*** Opening RECORDED DATA ***

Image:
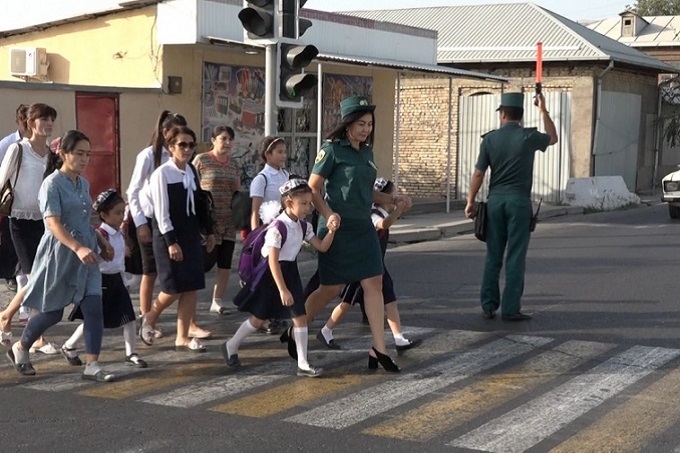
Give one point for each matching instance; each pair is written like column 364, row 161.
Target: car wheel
column 674, row 211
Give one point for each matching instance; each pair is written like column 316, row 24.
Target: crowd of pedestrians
column 178, row 218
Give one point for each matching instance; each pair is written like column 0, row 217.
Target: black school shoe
column 519, row 316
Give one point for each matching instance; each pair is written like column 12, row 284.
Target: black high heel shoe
column 384, row 360
column 287, row 337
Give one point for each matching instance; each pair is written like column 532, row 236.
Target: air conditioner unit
column 28, row 62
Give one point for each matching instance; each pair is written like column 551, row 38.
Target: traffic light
column 292, row 26
column 258, row 17
column 293, row 82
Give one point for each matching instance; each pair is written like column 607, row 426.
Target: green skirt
column 355, row 254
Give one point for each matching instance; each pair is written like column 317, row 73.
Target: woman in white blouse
column 24, row 166
column 177, row 239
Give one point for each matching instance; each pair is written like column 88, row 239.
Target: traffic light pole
column 271, row 112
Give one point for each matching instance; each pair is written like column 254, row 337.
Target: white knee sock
column 130, row 337
column 245, row 329
column 327, row 333
column 300, row 334
column 72, row 343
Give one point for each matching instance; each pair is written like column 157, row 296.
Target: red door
column 97, row 117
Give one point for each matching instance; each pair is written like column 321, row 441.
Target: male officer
column 509, row 151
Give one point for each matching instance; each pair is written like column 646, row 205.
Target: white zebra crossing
column 534, row 421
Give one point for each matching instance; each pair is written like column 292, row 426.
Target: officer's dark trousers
column 508, row 218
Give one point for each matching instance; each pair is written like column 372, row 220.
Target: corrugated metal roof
column 509, row 33
column 435, row 69
column 659, row 31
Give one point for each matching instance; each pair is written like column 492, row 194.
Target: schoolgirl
column 65, row 269
column 116, row 304
column 265, row 187
column 383, row 216
column 279, row 293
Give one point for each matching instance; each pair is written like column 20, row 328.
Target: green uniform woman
column 345, row 171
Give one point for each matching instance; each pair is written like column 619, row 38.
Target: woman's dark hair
column 176, row 131
column 21, row 118
column 389, row 187
column 67, row 144
column 268, row 144
column 218, row 130
column 340, row 132
column 37, row 111
column 513, row 113
column 166, row 121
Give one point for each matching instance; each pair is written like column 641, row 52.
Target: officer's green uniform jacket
column 509, row 151
column 349, row 173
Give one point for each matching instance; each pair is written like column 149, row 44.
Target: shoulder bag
column 7, row 192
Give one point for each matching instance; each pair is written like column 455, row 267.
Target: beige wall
column 114, row 50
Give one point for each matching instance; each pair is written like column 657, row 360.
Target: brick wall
column 421, row 156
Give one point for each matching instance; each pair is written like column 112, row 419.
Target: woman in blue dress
column 65, row 270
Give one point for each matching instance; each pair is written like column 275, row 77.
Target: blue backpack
column 251, row 264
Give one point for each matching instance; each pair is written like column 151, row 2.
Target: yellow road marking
column 461, row 406
column 288, row 396
column 630, row 426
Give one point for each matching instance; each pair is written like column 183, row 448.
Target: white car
column 671, row 193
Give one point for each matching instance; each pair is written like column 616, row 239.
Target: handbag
column 7, row 192
column 480, row 221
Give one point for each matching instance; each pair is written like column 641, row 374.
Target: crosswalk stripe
column 529, row 424
column 303, row 391
column 375, row 400
column 149, row 382
column 234, row 383
column 461, row 406
column 654, row 410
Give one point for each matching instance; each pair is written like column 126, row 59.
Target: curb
column 464, row 226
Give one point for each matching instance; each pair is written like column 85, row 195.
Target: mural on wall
column 234, row 96
column 337, row 87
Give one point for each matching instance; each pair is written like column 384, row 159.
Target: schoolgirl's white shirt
column 376, row 217
column 117, row 241
column 25, row 205
column 166, row 174
column 291, row 248
column 138, row 194
column 268, row 189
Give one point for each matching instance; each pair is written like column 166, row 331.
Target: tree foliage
column 656, row 7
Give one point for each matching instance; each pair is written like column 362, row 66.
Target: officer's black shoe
column 519, row 316
column 488, row 314
column 11, row 284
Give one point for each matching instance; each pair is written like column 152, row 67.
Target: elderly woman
column 220, row 176
column 345, row 168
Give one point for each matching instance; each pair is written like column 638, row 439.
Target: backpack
column 251, row 265
column 242, row 205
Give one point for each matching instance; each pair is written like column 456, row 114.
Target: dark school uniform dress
column 175, row 222
column 349, row 174
column 354, row 293
column 116, row 304
column 265, row 301
column 509, row 151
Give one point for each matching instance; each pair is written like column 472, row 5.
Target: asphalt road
column 595, row 370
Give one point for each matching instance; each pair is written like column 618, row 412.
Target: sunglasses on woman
column 185, row 145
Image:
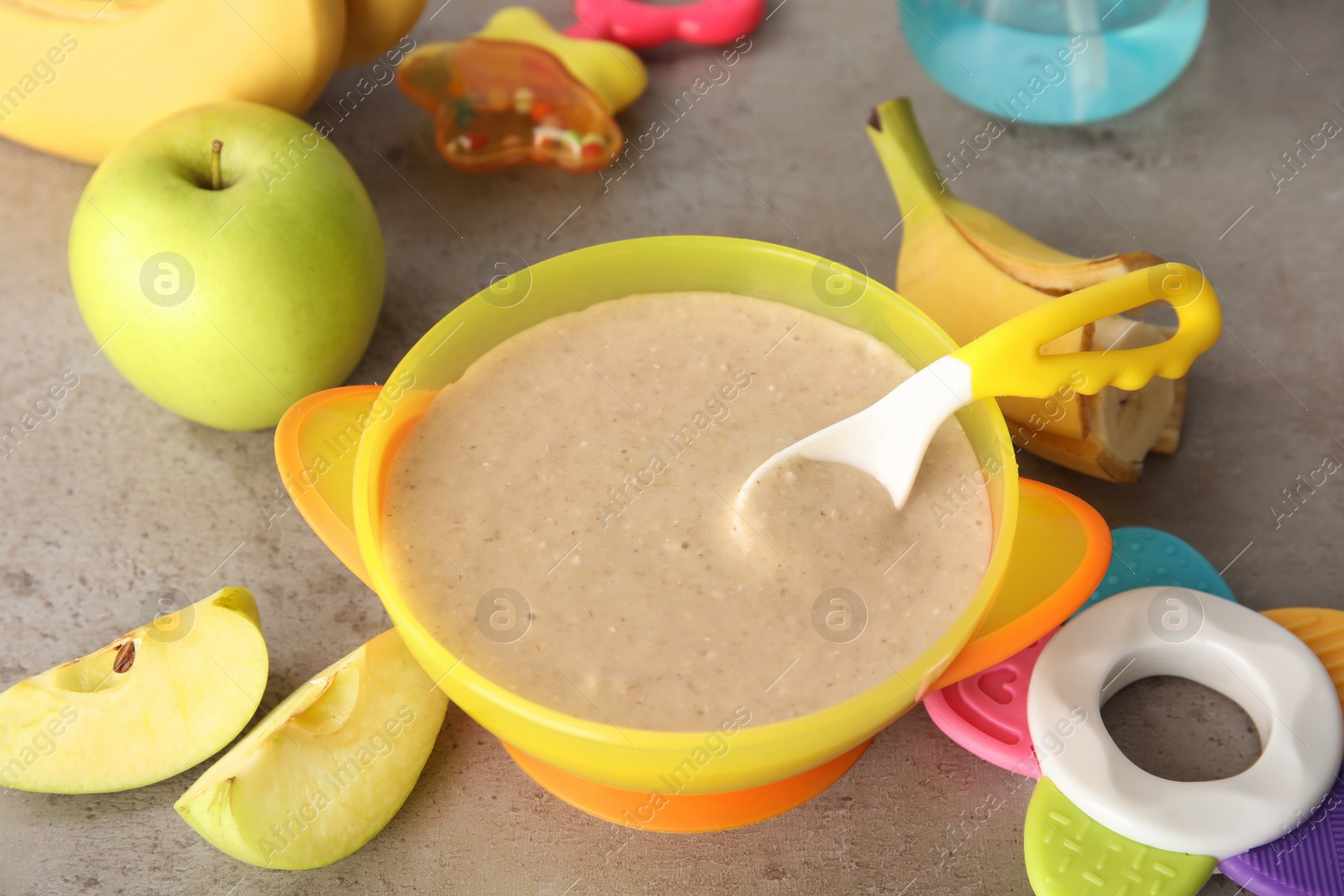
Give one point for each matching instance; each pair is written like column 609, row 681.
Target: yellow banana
column 971, row 270
column 375, row 26
column 80, row 76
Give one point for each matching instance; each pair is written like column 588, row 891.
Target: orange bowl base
column 687, row 813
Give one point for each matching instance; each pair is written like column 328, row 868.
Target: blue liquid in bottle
column 1054, row 62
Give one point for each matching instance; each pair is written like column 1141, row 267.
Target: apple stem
column 215, row 181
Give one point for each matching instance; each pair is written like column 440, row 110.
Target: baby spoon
column 889, row 438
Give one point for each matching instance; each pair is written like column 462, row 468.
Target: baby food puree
column 562, row 517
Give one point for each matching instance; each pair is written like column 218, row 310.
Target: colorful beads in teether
column 1142, row 557
column 1068, row 849
column 642, row 24
column 519, row 92
column 1308, row 862
column 1070, row 853
column 987, row 712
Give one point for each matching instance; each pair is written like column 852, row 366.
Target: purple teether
column 1310, row 862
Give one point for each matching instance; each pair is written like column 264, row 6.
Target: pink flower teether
column 640, row 26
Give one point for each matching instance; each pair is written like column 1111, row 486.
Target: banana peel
column 971, row 270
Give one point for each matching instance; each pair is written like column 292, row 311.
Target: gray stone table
column 116, row 497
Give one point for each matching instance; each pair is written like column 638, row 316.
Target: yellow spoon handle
column 1007, row 360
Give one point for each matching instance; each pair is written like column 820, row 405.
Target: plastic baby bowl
column 335, row 449
column 889, row 438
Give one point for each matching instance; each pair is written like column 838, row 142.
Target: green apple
column 228, row 280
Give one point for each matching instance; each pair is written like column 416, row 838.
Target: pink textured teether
column 640, row 26
column 987, row 712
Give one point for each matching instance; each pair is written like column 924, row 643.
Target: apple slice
column 329, row 766
column 151, row 705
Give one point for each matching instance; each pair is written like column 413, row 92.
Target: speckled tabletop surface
column 114, row 497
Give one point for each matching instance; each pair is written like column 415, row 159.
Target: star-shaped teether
column 519, row 92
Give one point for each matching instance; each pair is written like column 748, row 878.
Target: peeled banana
column 971, row 270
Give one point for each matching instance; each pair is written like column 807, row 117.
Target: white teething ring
column 1163, row 631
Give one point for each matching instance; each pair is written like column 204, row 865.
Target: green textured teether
column 1072, row 855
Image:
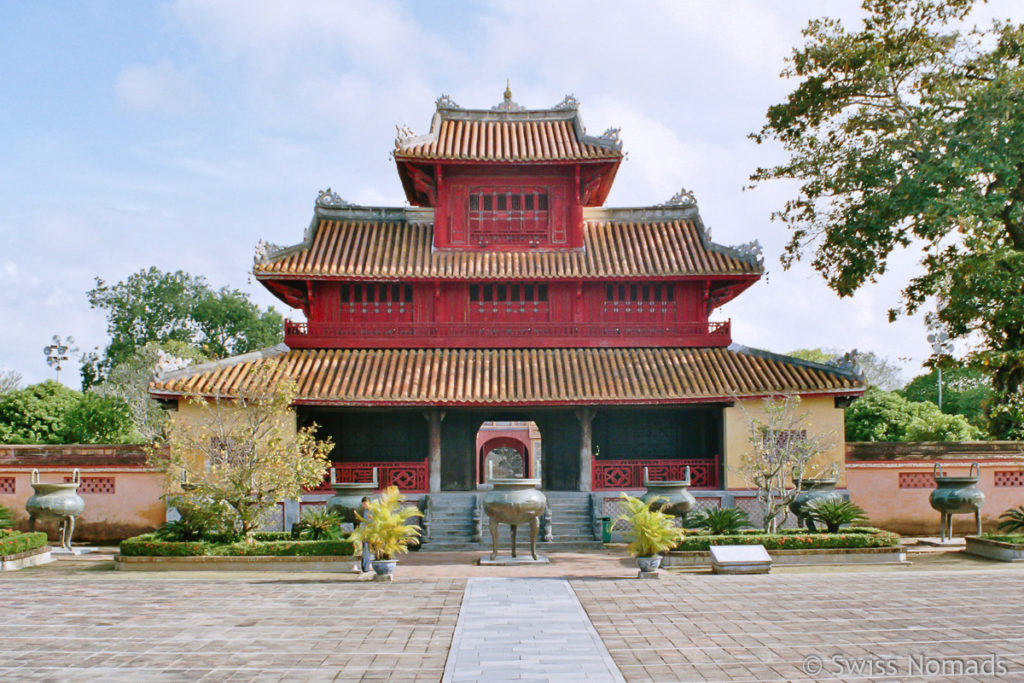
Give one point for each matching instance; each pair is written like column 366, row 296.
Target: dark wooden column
column 586, row 417
column 434, row 418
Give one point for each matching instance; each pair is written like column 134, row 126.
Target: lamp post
column 941, row 344
column 58, row 352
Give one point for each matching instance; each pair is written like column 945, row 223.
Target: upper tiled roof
column 508, row 133
column 526, row 377
column 617, row 246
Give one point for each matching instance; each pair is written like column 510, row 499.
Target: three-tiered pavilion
column 508, row 291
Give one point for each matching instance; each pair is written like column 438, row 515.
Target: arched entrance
column 554, row 458
column 505, row 453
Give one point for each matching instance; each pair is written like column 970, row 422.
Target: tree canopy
column 965, row 391
column 166, row 307
column 906, row 133
column 50, row 413
column 886, row 416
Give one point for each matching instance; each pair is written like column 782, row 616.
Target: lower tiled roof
column 514, row 376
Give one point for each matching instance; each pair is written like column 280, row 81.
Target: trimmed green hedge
column 858, row 537
column 1012, row 538
column 268, row 544
column 12, row 543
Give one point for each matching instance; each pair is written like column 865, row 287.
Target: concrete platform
column 509, row 561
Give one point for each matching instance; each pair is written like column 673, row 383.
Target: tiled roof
column 496, row 140
column 578, row 376
column 382, row 250
column 508, row 133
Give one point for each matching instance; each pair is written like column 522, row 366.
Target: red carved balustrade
column 503, row 334
column 628, row 474
column 410, row 477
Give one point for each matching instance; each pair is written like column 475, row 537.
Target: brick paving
column 856, row 626
column 301, row 629
column 77, row 621
column 525, row 630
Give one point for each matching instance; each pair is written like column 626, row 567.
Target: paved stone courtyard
column 943, row 619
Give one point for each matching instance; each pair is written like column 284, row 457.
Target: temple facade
column 508, row 292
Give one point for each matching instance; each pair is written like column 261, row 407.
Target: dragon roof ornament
column 568, row 103
column 328, row 199
column 684, row 199
column 265, row 251
column 445, row 102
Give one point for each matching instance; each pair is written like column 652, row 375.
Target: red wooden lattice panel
column 916, row 480
column 94, row 484
column 411, row 477
column 612, row 474
column 1010, row 478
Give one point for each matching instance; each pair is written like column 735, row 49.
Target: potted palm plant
column 386, row 530
column 652, row 531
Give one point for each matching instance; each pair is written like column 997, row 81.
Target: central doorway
column 507, row 450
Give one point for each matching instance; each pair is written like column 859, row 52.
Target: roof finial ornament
column 507, row 103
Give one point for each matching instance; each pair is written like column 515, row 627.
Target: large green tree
column 168, row 307
column 905, row 133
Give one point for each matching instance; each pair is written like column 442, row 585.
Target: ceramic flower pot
column 384, row 567
column 648, row 564
column 678, row 501
column 514, row 502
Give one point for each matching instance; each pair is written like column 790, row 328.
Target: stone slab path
column 525, row 630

*** Closing RECORDED DATA ***

• TASK TO COMPLETE
Exactly and only the lines from the top of the records down to the line containing "157, row 296." should be transcribed, please, without the pictures.

• SOLUTION TO THIS TASK
Image:
Give one point for each matching instance; each pair is written like column 364, row 161.
Target: car wheel
column 674, row 211
Give one point for each matching instance; each pair is written like column 316, row 24.
Target: crowd of pedestrians
column 178, row 218
Give one point for each matching instance; each pair is written like column 0, row 217.
Target: black school shoe
column 519, row 316
Give one point for each matching instance; each pair is written like column 12, row 284.
Target: black high heel shoe
column 384, row 360
column 287, row 337
Give one point for each matching instance; each pair is written like column 532, row 236.
Target: air conditioner unit
column 28, row 62
Give one point for each matching instance; each pair is written like column 551, row 38.
Target: traffic light
column 292, row 26
column 258, row 17
column 293, row 82
Give one point for each matching instance; each pair is written like column 607, row 426.
Target: green skirt
column 355, row 254
Give one point for each matching instance; each pair is written like column 317, row 73.
Target: woman in white blouse
column 24, row 166
column 177, row 239
Give one point for each matching instance; each pair is written like column 88, row 239.
Target: traffic light pole
column 271, row 112
Give one point for each matching instance; each pair is written like column 254, row 337.
Target: white knee sock
column 130, row 337
column 245, row 329
column 327, row 333
column 300, row 334
column 72, row 343
Give one point for each matching instance; each pair is written like column 157, row 296.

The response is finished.